- _Material for the task_:
--------------------------------------------------

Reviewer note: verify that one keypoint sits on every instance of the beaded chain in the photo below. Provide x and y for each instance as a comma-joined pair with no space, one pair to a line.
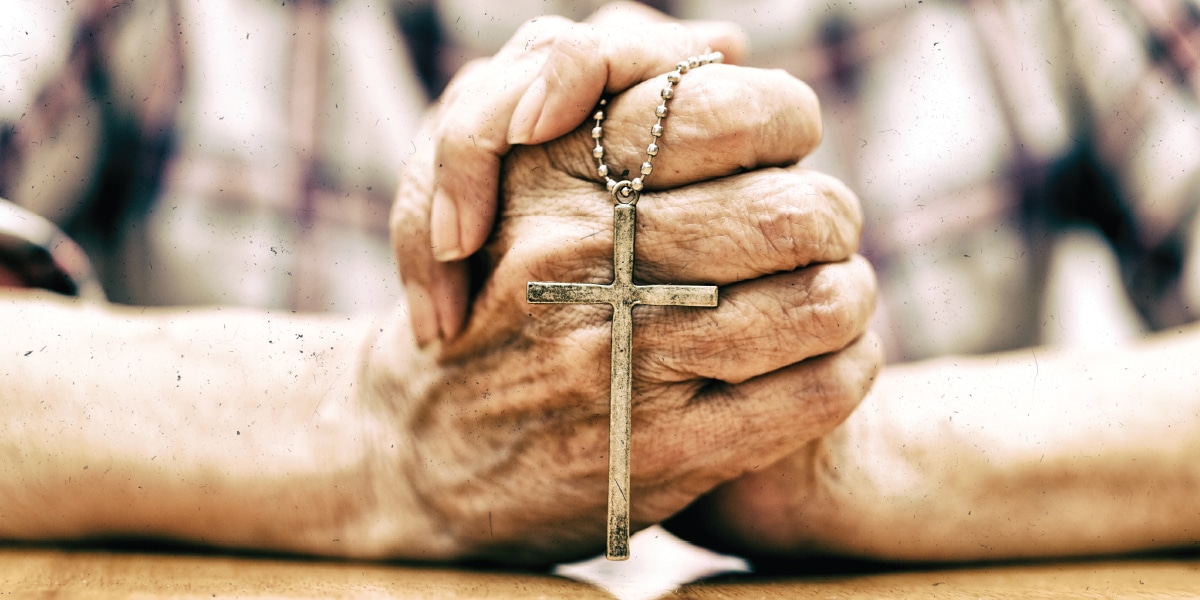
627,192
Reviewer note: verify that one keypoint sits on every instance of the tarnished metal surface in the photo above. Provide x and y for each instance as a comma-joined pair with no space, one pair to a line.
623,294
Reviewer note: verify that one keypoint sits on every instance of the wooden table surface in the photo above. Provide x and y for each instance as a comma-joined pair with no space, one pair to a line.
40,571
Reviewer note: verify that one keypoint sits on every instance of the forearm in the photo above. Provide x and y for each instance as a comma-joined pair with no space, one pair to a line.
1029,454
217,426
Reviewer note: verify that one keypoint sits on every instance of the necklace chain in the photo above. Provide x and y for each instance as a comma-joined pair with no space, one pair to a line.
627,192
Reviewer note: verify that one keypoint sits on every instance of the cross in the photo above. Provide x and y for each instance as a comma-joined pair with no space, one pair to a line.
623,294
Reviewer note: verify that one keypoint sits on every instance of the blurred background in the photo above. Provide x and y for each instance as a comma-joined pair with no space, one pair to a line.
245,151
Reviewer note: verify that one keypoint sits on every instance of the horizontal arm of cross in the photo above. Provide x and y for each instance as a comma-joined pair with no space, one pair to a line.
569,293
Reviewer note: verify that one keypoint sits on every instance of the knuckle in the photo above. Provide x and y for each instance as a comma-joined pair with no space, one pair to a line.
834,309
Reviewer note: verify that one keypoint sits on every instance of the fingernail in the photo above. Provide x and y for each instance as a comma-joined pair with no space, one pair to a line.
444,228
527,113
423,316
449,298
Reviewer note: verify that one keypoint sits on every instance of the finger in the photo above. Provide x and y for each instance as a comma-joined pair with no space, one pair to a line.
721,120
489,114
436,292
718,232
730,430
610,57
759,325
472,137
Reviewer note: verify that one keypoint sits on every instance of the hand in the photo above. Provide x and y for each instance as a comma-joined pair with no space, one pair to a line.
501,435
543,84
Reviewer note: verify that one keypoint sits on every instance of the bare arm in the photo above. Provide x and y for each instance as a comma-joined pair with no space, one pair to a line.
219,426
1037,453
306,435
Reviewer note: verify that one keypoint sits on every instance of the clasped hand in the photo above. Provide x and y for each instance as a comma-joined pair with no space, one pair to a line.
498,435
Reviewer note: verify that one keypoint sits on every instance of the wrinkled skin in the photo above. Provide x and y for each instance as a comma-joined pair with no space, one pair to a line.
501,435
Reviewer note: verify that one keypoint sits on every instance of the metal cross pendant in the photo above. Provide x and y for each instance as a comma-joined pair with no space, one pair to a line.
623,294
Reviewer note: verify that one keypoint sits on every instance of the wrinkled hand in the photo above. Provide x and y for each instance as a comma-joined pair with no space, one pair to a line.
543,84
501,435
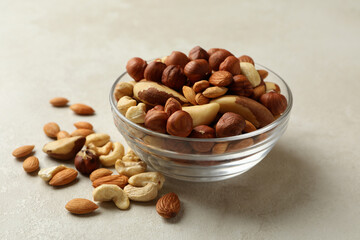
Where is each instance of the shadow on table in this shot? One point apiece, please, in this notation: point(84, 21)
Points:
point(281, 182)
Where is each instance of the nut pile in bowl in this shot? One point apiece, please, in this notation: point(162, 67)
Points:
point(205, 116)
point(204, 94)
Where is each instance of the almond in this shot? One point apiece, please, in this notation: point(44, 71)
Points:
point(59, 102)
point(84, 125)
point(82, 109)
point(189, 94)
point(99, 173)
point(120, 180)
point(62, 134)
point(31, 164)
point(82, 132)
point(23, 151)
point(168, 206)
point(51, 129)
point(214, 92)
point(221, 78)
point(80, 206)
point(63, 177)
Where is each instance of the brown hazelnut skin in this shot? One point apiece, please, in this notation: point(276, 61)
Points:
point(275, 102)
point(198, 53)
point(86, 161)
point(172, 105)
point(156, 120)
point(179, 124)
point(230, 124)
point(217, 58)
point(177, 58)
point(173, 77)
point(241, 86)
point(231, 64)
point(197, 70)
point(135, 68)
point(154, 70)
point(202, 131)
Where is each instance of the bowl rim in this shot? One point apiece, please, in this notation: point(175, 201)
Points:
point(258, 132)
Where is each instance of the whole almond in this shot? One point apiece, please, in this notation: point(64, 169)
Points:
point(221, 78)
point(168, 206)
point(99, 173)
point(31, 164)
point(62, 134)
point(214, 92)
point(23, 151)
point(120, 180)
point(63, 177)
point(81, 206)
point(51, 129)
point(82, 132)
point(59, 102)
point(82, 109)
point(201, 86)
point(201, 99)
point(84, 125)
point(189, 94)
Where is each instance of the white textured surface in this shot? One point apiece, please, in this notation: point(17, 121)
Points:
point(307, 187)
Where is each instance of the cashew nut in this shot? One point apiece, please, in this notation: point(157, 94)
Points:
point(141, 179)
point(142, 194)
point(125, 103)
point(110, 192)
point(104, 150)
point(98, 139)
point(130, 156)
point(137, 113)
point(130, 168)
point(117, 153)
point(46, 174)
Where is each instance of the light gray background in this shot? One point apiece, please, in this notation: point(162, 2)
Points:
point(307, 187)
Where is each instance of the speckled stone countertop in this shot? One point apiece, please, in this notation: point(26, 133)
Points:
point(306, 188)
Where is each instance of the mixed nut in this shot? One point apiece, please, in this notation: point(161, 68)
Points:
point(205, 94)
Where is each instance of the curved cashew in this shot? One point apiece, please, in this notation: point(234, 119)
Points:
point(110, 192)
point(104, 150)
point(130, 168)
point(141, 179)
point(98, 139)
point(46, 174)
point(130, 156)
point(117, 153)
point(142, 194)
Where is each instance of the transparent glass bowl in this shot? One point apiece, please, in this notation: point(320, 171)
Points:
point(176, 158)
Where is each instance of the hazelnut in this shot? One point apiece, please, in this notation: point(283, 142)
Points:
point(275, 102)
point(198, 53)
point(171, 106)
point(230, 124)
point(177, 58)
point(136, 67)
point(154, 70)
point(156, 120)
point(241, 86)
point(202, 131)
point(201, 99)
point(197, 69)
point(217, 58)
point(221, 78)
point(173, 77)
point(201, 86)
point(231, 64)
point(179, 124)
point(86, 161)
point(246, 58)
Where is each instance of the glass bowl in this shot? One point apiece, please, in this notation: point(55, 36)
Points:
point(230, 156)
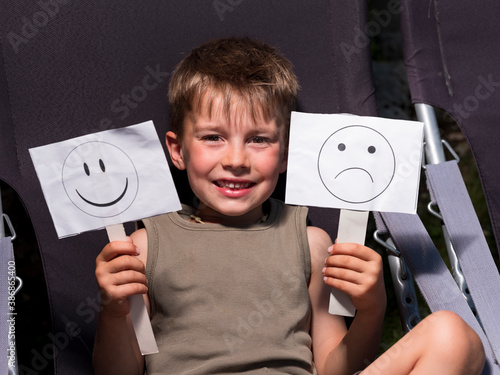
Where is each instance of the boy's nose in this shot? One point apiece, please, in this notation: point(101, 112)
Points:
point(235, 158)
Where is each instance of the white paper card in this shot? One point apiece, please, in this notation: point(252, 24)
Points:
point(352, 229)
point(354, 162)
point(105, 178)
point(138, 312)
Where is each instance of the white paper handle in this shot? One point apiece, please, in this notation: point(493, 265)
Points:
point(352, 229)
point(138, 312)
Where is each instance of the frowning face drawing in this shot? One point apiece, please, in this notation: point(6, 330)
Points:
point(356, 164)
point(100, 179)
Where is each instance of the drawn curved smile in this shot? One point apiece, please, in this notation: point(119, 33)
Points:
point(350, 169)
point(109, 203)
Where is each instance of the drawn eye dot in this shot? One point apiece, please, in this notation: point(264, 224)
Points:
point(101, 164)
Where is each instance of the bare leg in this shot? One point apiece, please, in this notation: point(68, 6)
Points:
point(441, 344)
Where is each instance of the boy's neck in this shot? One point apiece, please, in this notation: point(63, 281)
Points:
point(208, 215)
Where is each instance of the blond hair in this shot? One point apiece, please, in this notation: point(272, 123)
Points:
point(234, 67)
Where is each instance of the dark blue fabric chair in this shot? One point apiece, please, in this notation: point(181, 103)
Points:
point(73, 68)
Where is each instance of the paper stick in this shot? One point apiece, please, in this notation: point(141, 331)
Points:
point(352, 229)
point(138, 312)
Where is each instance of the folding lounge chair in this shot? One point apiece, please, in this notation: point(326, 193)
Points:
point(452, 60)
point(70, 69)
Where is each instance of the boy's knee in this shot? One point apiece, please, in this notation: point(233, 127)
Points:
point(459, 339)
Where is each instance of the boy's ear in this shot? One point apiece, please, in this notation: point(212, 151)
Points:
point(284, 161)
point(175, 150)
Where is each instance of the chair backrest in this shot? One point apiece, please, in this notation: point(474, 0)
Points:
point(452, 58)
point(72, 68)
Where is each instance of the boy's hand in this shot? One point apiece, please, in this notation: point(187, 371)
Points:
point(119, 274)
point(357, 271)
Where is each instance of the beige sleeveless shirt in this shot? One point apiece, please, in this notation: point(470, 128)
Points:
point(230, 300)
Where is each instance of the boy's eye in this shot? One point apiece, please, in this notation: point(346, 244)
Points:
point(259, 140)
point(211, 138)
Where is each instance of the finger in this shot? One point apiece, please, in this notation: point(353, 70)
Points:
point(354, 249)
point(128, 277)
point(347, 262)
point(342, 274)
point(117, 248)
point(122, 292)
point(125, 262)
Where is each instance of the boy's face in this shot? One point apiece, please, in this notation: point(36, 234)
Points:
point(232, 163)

--------------------------------------------------

- _Exercise aim_: The lines above that include "glass" should each be listed.

- _Exercise solution_:
Where is each instance of the transparent glass bowl in this shot? One point apiece, please, in this notation: point(320, 171)
Where is each instance of the glass bowl in this shot? One point apiece, please, in this notation: point(55, 36)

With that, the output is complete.